>> START DOCUMENT

\name{rknn}
\alias{dknn}
\alias{pknn}
\alias{qknn}
\alias{rknn}
\title{
  Theoretical Distribution of Nearest Neighbour Distance
}
\description{
  Density, distribution function, quantile function and random
  generation for the random distance to the \eqn{k}th nearest neighbour
  in a Poisson point process in \eqn{d} dimensions.
}
\usage{
dknn(x, k = 1, d = 2, lambda = 1)
pknn(q, k = 1, d = 2, lambda = 1)
qknn(p, k = 1, d = 2, lambda = 1)
rknn(n, k = 1, d = 2, lambda = 1)
}
\arguments{
  \item{x,q}{vector of quantiles.}
  \item{p}{vector of probabilities.}
  \item{n}{number of observations to be generated.}
  \item{k}{order of neighbour.}
  \item{d}{dimension of space.}
  \item{lambda}{intensity of Poisson point process.}
}
\details{
  In a Poisson point process in \eqn{d}-dimensional space, let
  the random variable \eqn{R} be
  the distance from a fixed point to the \eqn{k}-th nearest random point,
  or the distance from a random point to the
  \eqn{k}-th nearest other random point.

>> END DOCUMENT

EXERCISE REQUIREMENTS
Carry the help page on nearest neighbour distance forward from the point where it stops, keeping its markup style. The lines that come next are separate material with no connection to the help page on nearest neighbour distance.

>> START EXTRACTED DATA

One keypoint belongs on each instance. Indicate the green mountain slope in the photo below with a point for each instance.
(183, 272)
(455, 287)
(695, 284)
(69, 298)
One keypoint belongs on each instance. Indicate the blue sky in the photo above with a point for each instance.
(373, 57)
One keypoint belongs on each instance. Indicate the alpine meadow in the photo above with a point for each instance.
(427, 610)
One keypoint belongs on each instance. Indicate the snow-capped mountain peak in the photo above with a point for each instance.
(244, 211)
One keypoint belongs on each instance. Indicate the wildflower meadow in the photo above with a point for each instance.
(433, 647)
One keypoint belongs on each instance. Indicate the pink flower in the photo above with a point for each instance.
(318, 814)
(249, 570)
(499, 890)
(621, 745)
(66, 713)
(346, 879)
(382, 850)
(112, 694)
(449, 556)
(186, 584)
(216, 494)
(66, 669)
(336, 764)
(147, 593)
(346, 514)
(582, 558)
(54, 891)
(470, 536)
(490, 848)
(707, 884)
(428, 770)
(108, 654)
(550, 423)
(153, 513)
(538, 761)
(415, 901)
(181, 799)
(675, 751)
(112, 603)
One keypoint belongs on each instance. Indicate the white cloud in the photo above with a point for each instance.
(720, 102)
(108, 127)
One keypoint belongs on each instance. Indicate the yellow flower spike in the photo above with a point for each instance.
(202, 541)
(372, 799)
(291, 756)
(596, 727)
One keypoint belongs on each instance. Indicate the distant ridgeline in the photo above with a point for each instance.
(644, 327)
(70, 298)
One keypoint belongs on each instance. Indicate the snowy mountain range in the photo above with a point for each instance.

>> END EXTRACTED DATA
>> START EXTRACTED DATA

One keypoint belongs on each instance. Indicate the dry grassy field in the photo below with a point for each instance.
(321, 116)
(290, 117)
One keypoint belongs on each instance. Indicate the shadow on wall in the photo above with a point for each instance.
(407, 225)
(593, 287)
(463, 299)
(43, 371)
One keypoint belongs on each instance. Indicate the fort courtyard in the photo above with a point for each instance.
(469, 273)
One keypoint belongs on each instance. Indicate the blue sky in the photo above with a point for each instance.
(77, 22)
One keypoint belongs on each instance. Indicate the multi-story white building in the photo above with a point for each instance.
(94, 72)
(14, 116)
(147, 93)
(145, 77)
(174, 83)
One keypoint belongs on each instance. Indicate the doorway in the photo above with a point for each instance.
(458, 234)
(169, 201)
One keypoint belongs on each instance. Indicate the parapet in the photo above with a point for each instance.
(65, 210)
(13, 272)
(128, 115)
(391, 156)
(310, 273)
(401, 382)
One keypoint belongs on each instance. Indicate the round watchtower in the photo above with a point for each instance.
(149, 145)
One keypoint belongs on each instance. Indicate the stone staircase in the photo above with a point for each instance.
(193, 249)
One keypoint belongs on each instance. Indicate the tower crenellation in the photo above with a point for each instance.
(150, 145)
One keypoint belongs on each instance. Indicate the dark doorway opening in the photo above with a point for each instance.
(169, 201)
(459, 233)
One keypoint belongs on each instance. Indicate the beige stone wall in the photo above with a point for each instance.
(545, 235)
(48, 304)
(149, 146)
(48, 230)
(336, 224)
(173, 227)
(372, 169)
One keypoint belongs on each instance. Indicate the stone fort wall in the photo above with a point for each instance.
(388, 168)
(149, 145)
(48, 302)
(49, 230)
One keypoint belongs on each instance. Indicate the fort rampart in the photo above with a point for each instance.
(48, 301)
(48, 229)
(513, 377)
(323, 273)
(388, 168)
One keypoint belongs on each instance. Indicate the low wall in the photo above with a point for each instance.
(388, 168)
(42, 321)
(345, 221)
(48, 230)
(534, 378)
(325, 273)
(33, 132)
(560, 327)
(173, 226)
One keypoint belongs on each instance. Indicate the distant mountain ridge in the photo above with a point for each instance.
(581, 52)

>> END EXTRACTED DATA
>> START EXTRACTED DATA

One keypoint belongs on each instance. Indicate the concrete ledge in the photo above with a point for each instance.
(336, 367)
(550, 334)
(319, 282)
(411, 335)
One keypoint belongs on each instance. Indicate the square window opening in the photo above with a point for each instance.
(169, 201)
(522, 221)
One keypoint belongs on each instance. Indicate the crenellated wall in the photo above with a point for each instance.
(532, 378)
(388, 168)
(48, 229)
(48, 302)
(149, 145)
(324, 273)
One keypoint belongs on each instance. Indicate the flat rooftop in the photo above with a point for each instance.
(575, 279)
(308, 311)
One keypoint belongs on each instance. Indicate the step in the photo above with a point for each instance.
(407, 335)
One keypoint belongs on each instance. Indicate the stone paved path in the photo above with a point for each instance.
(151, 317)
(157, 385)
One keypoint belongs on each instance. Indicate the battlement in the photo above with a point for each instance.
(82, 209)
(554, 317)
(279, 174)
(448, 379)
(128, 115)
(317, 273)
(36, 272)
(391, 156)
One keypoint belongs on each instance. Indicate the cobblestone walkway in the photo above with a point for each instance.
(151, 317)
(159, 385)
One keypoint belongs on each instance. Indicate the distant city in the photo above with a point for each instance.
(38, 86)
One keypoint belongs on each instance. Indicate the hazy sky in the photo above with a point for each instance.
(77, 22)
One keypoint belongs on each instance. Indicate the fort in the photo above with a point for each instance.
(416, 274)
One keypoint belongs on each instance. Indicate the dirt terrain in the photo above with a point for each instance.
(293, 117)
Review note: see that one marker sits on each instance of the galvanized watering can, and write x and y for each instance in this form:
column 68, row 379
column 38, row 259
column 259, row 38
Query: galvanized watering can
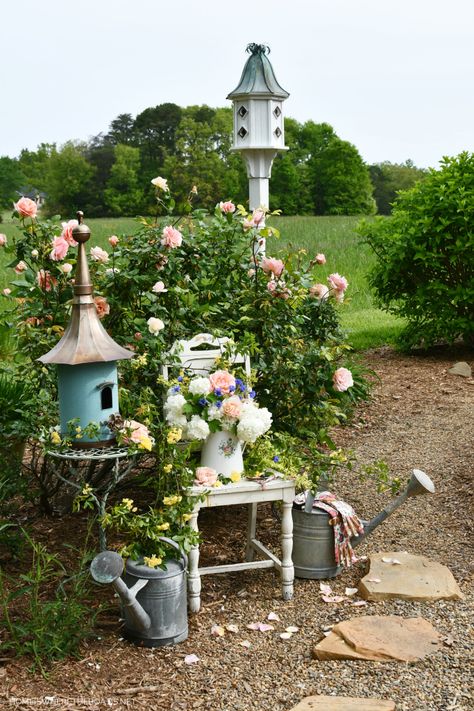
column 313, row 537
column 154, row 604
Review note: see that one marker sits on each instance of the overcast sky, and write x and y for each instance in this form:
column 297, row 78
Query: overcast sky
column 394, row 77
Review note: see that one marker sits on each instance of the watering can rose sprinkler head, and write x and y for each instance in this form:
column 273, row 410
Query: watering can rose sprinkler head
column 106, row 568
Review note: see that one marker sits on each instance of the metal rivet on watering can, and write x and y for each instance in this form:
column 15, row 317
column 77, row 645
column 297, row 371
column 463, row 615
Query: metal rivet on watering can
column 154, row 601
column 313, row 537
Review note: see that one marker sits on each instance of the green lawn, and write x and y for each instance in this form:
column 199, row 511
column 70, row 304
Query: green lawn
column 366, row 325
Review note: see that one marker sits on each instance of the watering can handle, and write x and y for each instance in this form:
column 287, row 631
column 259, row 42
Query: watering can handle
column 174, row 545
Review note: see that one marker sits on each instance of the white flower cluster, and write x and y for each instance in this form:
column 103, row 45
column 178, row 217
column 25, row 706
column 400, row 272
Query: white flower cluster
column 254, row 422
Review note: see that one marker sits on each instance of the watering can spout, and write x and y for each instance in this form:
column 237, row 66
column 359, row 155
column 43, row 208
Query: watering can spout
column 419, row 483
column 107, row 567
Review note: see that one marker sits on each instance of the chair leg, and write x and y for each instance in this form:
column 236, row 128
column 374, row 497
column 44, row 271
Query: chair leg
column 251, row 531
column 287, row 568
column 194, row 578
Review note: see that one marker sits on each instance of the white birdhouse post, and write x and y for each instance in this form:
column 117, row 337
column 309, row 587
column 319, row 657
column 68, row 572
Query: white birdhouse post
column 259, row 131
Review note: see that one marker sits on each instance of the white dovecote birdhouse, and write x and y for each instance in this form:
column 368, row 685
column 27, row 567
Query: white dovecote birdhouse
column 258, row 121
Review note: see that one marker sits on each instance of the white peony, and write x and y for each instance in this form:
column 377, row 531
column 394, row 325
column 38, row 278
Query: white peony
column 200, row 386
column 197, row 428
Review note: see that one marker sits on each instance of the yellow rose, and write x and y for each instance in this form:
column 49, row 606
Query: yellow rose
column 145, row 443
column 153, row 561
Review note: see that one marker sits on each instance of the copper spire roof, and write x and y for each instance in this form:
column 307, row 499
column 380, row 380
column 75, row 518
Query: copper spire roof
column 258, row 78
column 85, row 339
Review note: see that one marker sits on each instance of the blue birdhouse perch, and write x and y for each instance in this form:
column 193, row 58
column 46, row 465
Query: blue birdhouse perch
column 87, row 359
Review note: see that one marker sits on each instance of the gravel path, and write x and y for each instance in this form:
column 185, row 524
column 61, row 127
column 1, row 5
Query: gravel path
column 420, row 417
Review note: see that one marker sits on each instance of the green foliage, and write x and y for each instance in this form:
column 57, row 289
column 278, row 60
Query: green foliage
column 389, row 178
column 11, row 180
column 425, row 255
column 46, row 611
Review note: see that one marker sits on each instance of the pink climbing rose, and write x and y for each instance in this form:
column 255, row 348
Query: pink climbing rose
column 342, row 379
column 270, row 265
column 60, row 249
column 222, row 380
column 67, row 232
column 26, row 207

>> END EXTRACTED DATA

RESPONSE
  Then \eqn{R^d} has a Gamma distribution with shape parameter \eqn{k}
  and rate \eqn{\lambda * \alpha}{lambda * alpha} where
  \eqn{\alpha}{alpha} is a constant (equal to the volume of the
  unit ball in \eqn{d}-dimensional space).
  See e.g. Cressie (1991, page 61).

  These functions support calculation and simulation for the
  distribution of \eqn{R}. 
}
\value{
  A numeric vector:
  \code{dknn} returns the probability density,
  \code{pknn} returns cumulative probabilities (distribution function),
  \code{qknn} returns quantiles,
  and \code{rknn} generates random deviates.
}
\references{
  Cressie, N.A.C. (1991)
  \emph{Statistics for spatial data}.
  John Wiley and Sons, 1991.
}
\author{\adrian
  
  
  and \rolf
  
}
\examples{
  x <- seq(0, 5, length=20)
  densities <- dknn(x, k=3, d=2)
  cdfvalues <- pknn(x, k=3, d=2)
  randomvalues <- rknn(100, k=3, d=2)
  deciles <- qknn((1:9)/10, k=3, d=2)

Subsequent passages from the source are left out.